_TASK_
Put every line of the entries below into a Markdown table with the columns Row and Line, numbering the rows in order and leaving out blank lines.

§

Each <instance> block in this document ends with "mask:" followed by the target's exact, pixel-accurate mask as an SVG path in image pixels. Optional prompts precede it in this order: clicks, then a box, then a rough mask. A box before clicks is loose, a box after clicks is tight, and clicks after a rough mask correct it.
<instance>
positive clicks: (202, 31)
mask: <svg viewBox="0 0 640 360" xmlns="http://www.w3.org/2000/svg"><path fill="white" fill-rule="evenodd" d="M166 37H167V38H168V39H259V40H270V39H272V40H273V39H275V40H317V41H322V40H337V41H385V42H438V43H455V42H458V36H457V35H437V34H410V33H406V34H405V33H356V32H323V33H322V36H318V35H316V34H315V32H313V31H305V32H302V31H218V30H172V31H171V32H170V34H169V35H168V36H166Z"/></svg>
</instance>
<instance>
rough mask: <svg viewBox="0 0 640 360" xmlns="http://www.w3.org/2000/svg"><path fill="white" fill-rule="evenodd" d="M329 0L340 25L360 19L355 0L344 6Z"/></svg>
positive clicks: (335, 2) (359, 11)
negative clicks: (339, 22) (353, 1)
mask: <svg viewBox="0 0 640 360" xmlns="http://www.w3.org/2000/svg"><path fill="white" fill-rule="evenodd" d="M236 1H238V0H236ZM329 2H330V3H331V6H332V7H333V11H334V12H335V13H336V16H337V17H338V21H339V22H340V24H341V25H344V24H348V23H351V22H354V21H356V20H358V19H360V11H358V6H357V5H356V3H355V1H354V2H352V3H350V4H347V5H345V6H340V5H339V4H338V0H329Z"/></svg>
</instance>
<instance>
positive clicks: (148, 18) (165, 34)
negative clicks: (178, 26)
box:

§

_WORKED SOLUTION_
| Row | Line |
|---|---|
| 1 | Each <instance> block in this document ends with "mask:" followed by the target's exact, pixel-accurate mask as an SVG path in image pixels. Optional prompts precede it in this order: clicks, then a box, then a rough mask. A box before clicks is loose, a box after clicks is tight, and clicks after a rough mask correct it. |
| 2 | <instance> |
| 3 | positive clicks: (202, 31) |
| 4 | mask: <svg viewBox="0 0 640 360" xmlns="http://www.w3.org/2000/svg"><path fill="white" fill-rule="evenodd" d="M166 37H167V38H168V39H259V40H270V39H272V40H273V39H275V40H317V41H322V40H337V41H385V42H438V43H455V42H458V36H457V35H437V34H410V33H406V34H405V33H356V32H323V33H322V36H318V35H316V34H315V32H313V31H305V32H302V31H218V30H172V31H171V32H170V34H169V35H168V36H166Z"/></svg> |
| 5 | </instance> |
| 6 | <instance> |
| 7 | rough mask: <svg viewBox="0 0 640 360" xmlns="http://www.w3.org/2000/svg"><path fill="white" fill-rule="evenodd" d="M329 0L340 25L360 19L355 0L344 6Z"/></svg> |
| 8 | positive clicks: (335, 2) (359, 11) |
| 9 | negative clicks: (339, 22) (353, 1) |
| 10 | mask: <svg viewBox="0 0 640 360" xmlns="http://www.w3.org/2000/svg"><path fill="white" fill-rule="evenodd" d="M236 1H238V0H236ZM329 2H330V3H331V6H332V7H333V11H334V12H335V13H336V16H337V17H338V21H339V22H340V24H341V25H344V24H348V23H351V22H354V21H356V20H358V19H360V11H358V6H357V5H356V3H355V1H354V2H352V3H350V4H347V5H345V6H340V5H339V4H338V0H329Z"/></svg> |
| 11 | </instance> |
| 12 | <instance> |
| 13 | positive clicks: (148, 18) (165, 34) |
| 14 | negative clicks: (178, 26) |
| 15 | box: |